Copy each line of the entries below that contains the string "bird".

→ **Dataset**
------------------------
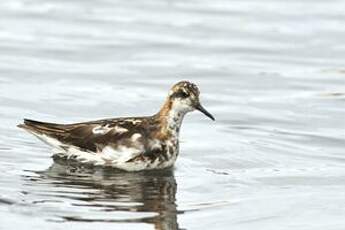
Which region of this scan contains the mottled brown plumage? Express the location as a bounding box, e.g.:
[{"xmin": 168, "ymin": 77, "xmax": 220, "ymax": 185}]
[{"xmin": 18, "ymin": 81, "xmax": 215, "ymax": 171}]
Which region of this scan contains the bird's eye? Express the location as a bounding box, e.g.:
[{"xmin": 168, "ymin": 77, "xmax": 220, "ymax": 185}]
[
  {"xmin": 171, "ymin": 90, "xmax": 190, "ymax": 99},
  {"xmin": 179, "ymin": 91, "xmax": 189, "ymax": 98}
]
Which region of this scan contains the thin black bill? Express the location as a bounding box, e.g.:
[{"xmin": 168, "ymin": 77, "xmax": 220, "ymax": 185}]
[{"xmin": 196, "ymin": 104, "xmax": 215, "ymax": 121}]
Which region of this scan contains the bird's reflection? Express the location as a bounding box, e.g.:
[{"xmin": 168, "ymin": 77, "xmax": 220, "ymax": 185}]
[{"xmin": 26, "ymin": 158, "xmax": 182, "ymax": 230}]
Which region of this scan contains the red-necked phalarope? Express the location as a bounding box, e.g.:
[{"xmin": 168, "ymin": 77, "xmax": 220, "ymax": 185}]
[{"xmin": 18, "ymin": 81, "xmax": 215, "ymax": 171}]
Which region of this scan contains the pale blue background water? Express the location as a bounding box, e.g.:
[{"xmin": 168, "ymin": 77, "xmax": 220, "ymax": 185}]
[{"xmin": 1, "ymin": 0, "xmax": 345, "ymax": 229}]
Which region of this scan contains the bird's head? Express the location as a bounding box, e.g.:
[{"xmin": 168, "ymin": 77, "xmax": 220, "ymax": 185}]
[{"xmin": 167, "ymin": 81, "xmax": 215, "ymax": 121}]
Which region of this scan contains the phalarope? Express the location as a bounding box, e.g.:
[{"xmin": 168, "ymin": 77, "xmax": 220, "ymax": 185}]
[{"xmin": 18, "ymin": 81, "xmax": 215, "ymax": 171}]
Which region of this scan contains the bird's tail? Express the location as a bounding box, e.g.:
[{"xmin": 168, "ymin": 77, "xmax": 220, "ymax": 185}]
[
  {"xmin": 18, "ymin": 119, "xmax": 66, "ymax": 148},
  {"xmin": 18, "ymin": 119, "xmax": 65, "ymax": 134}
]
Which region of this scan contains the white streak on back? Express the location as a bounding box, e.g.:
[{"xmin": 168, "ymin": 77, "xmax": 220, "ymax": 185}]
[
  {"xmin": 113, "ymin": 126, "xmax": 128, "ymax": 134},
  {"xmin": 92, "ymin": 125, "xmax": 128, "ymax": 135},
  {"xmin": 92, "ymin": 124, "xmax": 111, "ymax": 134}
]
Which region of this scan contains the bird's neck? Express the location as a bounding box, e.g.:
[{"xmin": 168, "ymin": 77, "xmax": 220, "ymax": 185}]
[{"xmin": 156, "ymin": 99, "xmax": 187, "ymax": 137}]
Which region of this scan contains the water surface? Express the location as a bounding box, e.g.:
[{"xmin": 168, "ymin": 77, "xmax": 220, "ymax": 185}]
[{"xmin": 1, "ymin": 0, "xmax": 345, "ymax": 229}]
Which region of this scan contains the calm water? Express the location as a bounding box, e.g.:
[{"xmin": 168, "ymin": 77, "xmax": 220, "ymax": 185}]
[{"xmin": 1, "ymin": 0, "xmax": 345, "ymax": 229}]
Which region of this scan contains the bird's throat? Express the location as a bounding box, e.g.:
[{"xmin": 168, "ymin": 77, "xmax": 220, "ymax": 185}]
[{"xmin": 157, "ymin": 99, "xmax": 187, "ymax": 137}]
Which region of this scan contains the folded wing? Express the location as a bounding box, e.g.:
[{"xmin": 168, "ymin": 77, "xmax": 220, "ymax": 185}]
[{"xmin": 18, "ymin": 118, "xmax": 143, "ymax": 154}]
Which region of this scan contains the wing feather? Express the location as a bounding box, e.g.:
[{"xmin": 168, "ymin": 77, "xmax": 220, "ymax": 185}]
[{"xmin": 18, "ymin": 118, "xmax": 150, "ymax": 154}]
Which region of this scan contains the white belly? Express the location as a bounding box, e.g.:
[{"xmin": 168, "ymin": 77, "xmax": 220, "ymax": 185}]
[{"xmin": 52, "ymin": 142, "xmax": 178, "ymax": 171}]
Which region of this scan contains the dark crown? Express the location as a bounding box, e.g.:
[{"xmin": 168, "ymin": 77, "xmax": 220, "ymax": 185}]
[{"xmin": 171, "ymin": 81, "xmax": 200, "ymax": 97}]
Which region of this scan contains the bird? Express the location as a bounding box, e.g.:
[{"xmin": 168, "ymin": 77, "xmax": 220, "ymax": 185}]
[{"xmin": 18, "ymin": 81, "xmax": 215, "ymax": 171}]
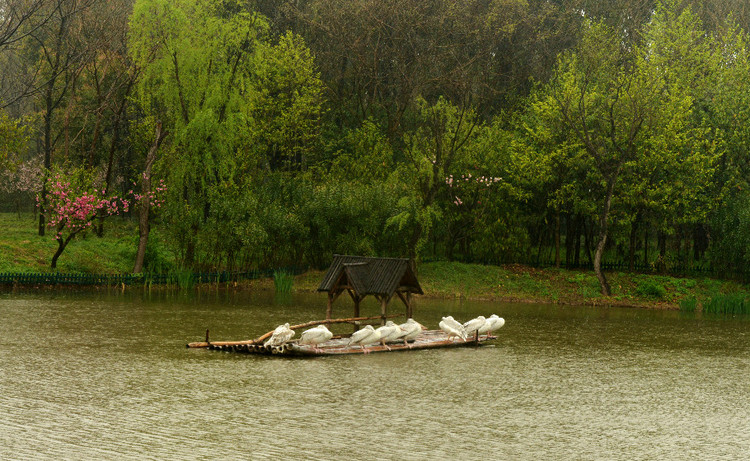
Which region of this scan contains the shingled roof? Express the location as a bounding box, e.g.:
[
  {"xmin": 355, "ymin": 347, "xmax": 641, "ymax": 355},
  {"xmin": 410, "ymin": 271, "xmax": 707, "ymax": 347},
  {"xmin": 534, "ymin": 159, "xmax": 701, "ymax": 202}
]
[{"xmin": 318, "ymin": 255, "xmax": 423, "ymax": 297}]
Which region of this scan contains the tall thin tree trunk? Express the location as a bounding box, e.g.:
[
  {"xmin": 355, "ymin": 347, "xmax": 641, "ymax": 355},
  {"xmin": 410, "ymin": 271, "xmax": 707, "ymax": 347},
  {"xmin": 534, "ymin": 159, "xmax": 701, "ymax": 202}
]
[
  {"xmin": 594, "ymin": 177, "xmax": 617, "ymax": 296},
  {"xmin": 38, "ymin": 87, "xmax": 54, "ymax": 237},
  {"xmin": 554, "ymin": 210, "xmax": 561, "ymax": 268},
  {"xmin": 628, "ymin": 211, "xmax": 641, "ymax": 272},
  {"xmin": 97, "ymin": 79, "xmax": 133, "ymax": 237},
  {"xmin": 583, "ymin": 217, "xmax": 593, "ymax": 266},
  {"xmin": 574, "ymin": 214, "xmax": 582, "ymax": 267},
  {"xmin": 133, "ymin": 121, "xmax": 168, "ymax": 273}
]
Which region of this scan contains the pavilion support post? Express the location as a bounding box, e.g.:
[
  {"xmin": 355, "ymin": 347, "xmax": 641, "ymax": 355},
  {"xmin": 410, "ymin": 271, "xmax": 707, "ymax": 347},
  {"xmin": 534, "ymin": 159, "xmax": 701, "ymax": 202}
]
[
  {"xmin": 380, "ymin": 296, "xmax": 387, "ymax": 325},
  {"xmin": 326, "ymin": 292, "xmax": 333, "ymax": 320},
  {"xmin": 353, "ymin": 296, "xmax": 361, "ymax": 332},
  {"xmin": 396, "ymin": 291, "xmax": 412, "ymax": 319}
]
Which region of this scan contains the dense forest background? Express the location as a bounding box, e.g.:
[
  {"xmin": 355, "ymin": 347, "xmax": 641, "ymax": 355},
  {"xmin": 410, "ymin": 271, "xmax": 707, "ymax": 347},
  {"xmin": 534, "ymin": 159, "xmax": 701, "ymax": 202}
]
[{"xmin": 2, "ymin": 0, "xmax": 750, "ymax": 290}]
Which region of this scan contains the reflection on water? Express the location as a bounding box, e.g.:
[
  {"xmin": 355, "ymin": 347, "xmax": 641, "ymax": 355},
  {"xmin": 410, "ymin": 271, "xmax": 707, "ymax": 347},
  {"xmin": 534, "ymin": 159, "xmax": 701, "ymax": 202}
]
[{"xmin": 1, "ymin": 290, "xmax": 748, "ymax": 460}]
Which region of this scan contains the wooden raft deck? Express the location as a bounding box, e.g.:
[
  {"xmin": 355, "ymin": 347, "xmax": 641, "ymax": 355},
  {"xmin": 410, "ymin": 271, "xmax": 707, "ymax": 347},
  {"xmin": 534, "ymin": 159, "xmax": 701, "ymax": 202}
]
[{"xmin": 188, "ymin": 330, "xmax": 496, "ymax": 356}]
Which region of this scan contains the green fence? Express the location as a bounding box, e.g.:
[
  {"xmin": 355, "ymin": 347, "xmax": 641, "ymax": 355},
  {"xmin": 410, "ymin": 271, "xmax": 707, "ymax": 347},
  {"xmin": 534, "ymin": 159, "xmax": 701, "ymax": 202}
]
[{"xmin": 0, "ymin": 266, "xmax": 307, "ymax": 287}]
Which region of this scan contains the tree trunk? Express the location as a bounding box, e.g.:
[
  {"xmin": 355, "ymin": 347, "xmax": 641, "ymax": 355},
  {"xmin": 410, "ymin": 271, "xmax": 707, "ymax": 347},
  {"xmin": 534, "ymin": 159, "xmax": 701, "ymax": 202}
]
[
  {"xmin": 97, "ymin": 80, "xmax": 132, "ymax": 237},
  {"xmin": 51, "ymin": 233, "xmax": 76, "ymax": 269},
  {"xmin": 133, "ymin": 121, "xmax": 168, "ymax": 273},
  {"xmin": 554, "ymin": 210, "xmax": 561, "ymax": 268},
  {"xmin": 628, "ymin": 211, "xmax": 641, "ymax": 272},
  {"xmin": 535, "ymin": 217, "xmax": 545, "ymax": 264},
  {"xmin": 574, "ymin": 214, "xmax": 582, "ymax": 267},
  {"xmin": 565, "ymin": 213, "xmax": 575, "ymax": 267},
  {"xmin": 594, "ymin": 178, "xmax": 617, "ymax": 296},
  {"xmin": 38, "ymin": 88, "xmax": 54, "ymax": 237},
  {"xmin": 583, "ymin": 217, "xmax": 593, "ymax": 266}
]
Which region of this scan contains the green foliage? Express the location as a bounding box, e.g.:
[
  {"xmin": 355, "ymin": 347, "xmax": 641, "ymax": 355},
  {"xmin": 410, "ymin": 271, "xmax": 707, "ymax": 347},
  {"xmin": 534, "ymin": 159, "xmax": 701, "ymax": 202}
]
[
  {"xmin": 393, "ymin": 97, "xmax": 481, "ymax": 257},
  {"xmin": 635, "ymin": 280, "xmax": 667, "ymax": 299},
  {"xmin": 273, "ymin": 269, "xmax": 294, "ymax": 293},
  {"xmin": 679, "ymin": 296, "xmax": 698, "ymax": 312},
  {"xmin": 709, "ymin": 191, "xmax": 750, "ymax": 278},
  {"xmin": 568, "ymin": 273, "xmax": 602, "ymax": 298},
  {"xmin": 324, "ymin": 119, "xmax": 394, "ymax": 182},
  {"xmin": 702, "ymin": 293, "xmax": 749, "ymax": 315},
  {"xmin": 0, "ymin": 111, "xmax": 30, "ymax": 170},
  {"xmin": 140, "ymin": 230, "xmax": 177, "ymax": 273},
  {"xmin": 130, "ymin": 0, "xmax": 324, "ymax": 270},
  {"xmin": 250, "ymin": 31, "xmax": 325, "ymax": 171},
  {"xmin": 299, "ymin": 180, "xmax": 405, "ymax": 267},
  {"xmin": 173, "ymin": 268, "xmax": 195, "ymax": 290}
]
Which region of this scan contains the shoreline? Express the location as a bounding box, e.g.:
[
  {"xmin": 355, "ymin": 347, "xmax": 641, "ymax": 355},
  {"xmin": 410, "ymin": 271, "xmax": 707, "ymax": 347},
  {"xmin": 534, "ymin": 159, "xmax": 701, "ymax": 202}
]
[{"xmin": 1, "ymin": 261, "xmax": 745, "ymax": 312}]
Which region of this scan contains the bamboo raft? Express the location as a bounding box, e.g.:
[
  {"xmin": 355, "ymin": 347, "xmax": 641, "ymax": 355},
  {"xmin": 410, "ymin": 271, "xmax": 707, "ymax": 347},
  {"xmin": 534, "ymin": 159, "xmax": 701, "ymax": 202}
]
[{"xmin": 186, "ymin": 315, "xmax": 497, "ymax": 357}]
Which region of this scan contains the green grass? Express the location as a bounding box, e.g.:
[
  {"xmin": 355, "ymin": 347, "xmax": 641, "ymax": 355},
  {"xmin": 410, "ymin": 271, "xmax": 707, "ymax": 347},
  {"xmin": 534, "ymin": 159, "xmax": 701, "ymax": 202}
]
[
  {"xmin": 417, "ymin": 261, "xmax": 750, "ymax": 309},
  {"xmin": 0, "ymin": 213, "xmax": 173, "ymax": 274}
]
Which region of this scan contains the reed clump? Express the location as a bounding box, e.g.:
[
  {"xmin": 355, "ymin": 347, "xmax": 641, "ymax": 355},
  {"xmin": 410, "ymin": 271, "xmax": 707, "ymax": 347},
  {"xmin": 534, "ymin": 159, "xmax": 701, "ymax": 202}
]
------------------------
→ **Answer for this exercise**
Which region of this scan contains the bird's eye? Express the location as a bounding box, e.g.:
Which region of this scan contains the bird's reflection? Express the location as a bounding box, e.g.:
Which region of this scan contains the bird's head? Express the location as a bounding box, e.g.:
Which region of this scan contains the bird's tail? Express the location as a bounding box, e.g.:
Which region of this scan contains the bird's neck? Express the location as a bounding box, e.g.:
Which region of this scan contains the bird's throat? Express the location as a bounding box, e.g.:
Which region of this scan contains the bird? Express the location as a bounding box, e.g.:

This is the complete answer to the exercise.